[AIM OF THE TASK] In the plot summary, what do the numbers written on the lining of the mask turn out to mark?

[TEXT SECTION]
================

Plot summary - 1953 edition
As the story opens, Nancy and friends attempt to thwart suspicious, masked party-goers from reaching valuable objets d'art on display. At the party, Nancy finds an odd, black velvet hood, which she retains as a clue; most of the guests are wearing simpler, smaller masks as the evening is very warm. Her acquaintance, Linda, who is an employee of the Lightner company, is suspected of wrongdoing. At subsequent Lightner events, Nancy encounters other thieves, and is nearly suffocated by an evil pair of crooks. Nancy and George rent wigs to switch identities; however, George is kidnapped, her disguise removed, is put under the influence of hypnotic, mind-altering drugs, and threatened. This results in a timid, frightened characterization; paralyzed by fear, George refuses to help in the investigation and urges Nancy to stop.
Nancy focuses on the executive assistant at Lightner's, Mr. Tombar, while she attempts to decode mysterious numbers written on the lining of the mask. She realizes that the numbers actually mark dates of events at which robberies took place, and starts attending each event in person as detective and as favor to Mr. Lightner. She encounters thieves at a wedding, a musicale, where they nearly smother her, and a lecture. Finally, Nancy attends another masquerade as a coat-check girl, and she stops a robbery in process, capturing a female member of the gang. She and Bess investigate the ramshackle Blue Iris Inn in the nearby countryside, trying to find out why Peter Tombar owns the property and what secrets it hides. On a hunch, she and Bess take an impromptu visit while talking with the recovering George Fayne, and fall victim to the evil Velvet gang. Only paranoid George knows where they are, and can identify the clothing last worn by Nancy. She must overcome her mental breakdown and get on the case when the girls fail to return.

================

[RECORDS SHOWN]
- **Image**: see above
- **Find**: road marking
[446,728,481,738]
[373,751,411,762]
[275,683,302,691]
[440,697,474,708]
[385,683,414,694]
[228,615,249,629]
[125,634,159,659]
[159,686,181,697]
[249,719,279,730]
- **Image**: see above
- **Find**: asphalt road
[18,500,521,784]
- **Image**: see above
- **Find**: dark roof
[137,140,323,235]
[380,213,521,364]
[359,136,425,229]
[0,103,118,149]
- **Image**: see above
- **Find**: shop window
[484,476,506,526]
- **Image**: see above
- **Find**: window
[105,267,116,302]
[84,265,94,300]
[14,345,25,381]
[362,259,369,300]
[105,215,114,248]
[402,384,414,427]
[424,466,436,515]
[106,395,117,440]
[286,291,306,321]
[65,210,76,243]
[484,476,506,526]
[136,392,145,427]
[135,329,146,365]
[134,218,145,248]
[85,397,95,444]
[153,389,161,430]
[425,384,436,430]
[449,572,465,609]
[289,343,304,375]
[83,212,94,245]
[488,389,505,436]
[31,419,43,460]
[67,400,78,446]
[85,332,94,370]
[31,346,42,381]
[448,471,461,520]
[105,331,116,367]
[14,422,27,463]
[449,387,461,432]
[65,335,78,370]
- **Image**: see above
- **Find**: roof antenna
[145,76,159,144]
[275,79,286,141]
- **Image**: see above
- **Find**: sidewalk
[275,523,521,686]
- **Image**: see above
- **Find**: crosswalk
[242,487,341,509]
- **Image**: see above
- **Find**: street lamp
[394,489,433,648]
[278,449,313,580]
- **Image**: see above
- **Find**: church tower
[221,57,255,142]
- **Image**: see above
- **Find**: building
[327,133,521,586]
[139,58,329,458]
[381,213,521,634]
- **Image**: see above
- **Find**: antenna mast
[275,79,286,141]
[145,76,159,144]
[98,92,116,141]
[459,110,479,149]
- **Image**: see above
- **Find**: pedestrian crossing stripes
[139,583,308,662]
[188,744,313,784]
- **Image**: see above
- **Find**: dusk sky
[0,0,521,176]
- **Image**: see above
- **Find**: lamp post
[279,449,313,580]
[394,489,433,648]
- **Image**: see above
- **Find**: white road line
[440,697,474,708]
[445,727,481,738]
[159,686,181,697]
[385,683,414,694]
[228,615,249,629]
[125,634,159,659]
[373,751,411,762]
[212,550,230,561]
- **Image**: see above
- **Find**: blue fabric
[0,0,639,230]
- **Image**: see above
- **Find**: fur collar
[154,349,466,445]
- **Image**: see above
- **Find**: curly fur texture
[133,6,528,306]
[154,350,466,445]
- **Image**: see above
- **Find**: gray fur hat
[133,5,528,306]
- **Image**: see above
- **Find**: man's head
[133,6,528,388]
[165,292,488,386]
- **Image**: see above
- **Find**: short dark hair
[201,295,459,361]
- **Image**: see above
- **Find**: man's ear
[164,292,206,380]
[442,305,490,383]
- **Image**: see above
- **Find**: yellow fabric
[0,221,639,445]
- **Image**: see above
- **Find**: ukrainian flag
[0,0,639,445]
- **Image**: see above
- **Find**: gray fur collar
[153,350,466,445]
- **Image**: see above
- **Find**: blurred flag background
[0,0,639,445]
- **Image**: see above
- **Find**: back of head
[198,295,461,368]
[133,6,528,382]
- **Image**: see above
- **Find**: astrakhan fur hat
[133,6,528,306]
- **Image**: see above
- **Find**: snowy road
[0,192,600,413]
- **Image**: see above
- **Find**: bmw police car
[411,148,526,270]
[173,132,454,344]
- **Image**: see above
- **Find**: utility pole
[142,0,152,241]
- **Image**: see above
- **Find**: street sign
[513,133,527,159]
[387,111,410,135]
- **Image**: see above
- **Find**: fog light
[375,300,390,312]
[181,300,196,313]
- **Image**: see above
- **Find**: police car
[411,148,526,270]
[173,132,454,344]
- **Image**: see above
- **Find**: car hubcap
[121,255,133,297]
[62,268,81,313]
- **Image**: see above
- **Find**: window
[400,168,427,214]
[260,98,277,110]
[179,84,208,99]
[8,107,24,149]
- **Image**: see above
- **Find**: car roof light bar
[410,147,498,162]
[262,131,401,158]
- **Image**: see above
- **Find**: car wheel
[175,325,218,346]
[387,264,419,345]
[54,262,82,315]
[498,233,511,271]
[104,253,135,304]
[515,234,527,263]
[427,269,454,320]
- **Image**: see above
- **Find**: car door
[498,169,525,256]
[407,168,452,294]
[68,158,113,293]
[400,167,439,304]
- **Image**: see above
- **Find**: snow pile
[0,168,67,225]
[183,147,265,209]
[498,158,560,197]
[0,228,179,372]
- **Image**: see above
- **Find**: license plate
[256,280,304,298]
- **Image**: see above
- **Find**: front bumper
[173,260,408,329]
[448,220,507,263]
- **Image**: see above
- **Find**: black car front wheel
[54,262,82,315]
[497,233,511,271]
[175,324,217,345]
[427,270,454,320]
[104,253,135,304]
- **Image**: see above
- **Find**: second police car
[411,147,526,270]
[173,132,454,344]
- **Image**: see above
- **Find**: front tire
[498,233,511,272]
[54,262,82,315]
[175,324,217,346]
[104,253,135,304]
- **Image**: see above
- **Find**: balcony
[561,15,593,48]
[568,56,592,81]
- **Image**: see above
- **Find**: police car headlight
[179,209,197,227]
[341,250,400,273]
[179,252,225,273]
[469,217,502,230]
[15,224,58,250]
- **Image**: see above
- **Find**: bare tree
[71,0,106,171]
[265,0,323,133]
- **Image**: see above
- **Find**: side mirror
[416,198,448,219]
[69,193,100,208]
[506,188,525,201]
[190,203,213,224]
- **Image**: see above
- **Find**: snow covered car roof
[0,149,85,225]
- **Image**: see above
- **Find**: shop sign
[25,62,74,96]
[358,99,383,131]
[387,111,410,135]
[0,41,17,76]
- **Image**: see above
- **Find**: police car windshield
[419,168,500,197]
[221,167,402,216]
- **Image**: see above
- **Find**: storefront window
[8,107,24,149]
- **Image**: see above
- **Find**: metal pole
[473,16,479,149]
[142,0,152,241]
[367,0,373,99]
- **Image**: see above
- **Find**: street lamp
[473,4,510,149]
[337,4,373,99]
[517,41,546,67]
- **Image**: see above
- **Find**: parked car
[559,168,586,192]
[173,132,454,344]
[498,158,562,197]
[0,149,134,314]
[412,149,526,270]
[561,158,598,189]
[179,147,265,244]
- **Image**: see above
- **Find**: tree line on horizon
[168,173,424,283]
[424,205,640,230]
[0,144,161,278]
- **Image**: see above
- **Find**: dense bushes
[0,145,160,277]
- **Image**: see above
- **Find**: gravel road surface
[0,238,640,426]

================

[SOLUTION TO THIS EXERCISE] They mark the dates of events at which robberies took place.